» **Quoted text**:
start

A reproduced signal output from a digital information reproducing device such as an optical disk device is represented by a digital value. In order to extract reproduced data from such a reproduced signal, it is necessary to extract the bit structure of the reproduced data by synchronization with a reference clock.
The reference clock is typically generated by a PLL (Phase Locked Loop) circuit, and directed to a digital processing circuit such as a decoding circuit. The above-mentioned PLL circuit is not only used for such data reproduction, but also adopted for various applications. For example, the PLL circuit is used for maintaining clocks input to a plurality of circuits in an integrated circuit in synchronization, and for frequency tuning or as a detection circuit in communication device.
In particular, the PLL circuit used for data reproduction is called a data PLL circuit, and the reproduced signal is represented by a continuous rectangular pulse train of a width which is an integer multiple of a reference clock. Therefore, by inputting the reproduced signal, the extraction of the reference clock of the reproduced signal and the synchronization of the reference clock and the reproduced signal are performed simultaneously.

end

» **Material shown**:
start

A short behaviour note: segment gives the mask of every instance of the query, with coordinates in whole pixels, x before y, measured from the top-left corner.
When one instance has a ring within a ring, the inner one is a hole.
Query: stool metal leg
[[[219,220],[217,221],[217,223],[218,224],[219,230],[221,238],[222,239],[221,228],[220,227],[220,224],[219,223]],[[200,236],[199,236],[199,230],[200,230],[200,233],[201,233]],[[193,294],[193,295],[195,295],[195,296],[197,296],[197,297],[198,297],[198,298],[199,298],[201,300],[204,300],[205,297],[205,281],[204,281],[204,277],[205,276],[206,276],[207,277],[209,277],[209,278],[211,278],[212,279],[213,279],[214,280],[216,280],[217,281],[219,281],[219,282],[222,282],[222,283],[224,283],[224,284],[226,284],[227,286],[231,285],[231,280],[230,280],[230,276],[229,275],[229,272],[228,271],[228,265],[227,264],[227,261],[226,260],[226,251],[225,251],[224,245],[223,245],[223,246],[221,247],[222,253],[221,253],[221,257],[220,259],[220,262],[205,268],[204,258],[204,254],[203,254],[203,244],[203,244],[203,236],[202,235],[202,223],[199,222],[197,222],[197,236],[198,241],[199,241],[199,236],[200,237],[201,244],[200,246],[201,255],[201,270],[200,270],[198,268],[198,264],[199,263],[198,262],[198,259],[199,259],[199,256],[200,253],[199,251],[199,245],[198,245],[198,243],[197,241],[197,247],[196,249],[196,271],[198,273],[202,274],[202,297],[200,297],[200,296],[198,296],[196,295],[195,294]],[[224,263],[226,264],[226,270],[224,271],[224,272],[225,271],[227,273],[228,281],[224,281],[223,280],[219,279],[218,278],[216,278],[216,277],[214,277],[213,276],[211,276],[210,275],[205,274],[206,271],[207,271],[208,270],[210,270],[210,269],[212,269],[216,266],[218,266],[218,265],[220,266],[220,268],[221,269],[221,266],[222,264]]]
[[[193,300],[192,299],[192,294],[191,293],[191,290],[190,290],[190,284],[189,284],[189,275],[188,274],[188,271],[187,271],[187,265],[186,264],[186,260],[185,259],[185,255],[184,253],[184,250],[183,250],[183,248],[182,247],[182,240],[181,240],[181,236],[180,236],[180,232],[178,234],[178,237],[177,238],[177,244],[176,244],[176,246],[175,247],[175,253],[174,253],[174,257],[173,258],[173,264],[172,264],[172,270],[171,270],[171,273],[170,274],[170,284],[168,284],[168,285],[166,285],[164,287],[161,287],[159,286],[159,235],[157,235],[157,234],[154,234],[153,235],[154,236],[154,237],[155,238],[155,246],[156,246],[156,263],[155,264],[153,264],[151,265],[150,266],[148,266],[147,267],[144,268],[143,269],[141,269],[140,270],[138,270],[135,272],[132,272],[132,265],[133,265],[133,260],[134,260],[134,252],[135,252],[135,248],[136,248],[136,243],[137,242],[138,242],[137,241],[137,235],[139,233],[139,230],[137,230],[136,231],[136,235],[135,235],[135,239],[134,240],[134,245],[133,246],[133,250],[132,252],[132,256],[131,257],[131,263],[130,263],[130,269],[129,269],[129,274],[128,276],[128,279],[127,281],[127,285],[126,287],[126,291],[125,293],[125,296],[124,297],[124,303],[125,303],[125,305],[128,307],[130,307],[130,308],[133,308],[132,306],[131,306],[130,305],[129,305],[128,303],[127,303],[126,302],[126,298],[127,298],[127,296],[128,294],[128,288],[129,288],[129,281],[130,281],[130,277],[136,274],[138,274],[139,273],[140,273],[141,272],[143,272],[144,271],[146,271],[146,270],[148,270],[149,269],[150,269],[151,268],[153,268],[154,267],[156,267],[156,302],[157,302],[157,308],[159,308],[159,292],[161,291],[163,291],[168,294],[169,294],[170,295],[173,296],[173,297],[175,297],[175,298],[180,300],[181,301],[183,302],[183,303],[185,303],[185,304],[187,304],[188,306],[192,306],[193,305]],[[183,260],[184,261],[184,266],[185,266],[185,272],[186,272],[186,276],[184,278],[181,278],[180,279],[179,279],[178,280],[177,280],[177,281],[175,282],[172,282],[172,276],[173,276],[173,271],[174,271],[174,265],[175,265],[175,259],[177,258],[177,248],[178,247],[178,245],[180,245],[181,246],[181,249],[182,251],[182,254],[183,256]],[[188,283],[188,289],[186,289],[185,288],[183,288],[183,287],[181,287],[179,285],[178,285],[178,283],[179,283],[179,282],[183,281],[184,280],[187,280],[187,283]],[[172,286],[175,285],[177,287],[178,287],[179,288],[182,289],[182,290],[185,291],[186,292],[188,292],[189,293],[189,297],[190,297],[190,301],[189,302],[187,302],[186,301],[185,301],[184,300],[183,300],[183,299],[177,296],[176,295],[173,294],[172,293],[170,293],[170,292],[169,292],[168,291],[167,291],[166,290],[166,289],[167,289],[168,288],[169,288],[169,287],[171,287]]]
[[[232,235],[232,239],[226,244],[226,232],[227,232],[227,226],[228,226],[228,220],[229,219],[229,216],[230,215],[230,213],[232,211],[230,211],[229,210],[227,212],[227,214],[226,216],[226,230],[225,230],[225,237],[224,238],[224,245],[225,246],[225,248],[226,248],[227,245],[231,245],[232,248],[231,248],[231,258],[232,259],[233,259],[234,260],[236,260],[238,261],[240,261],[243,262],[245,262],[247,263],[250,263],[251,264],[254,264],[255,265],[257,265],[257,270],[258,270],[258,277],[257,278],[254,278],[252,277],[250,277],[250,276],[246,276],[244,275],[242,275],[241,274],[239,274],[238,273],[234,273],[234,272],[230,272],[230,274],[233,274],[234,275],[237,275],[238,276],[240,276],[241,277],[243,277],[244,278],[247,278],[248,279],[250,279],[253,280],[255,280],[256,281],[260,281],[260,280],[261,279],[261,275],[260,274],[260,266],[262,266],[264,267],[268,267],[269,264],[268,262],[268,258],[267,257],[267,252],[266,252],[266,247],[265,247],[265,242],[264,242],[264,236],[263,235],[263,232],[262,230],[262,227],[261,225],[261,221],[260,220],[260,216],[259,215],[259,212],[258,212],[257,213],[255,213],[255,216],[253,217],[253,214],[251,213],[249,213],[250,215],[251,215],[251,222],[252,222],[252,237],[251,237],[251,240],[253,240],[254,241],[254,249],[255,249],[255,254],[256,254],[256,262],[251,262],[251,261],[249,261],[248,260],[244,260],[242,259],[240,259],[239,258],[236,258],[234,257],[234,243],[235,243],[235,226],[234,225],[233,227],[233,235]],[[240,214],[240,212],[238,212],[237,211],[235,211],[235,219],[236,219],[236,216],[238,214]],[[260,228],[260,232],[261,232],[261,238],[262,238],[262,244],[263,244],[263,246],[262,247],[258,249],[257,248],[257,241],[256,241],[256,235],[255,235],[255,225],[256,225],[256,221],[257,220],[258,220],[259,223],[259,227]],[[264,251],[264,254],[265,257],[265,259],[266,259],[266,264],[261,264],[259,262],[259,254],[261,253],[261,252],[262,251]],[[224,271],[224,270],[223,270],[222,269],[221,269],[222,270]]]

end

» **Given exercise 1**:
How would this sentence from the passage on PLL circuits read in German: "The reference clock is typically generated by a PLL (Phase Locked Loop) circuit, and directed to a digital processing circuit such as a decoding circuit."?
» **Given exercise 2**:
Can you carry the passage on PLL circuits forward, writing what comes next after its final sentence?
The entries have nothing to do with the passage on PLL circuits.

» **Answer 1**:
Der Referenztakt wird typischerweise von einer PLL-Schaltung (Phase Locked Loop) erzeugt und an eine digitale Verarbeitungsschaltung wie etwa eine Decodierschaltung geleitet.

» **Answer 2**:
FIG. 11 is a block diagram showing a schematic structure of a conventional data PLL circuit. A conventional data PLL circuit 100 shown in FIG. 11 includes a phase comparator circuit 101, a frequency comparator circuit 102, charge pumps (CP) 103 and 104, a low-pass filter (LPF) 105, and a voltage control oscillator (VCO) 106.
The phase comparator circuit 101 shown in FIG. 11 compares the leading edge of input data PLDT which is equivalent to the above-mentioned reproduced signal and the leading edge of an oscillation clock PLCK output from the voltage control oscillator 106. When the leading edge of the oscillation clock PLCK is delayed with respect to the input data PLDT, the phase comparator circuit 101 inputs a signal PLCPP as a low level signal "L" to the charge pump 104 during that period.
On the other hand, when the leading edge of the oscillation clock PLCK is ahead of the input data PLDT, the phase comparator circuit 101 inputs a signal PLCPN as a high level signal "H" to the charge pump 104 during that period.
In other words, the phase comparator circuit 101 is a circuit that outputs a signal for reducing the frequency of the clock PLCK when the phase of the oscillation clock PLCK is ahead of the input data PLDT and outputs a signal for increasing the frequency of the clock PLCK when the phase of the oscillation clock PLCK is delayed with respect to the input data PLDT, and inputs these signals to the charge pump 103 in the later stage.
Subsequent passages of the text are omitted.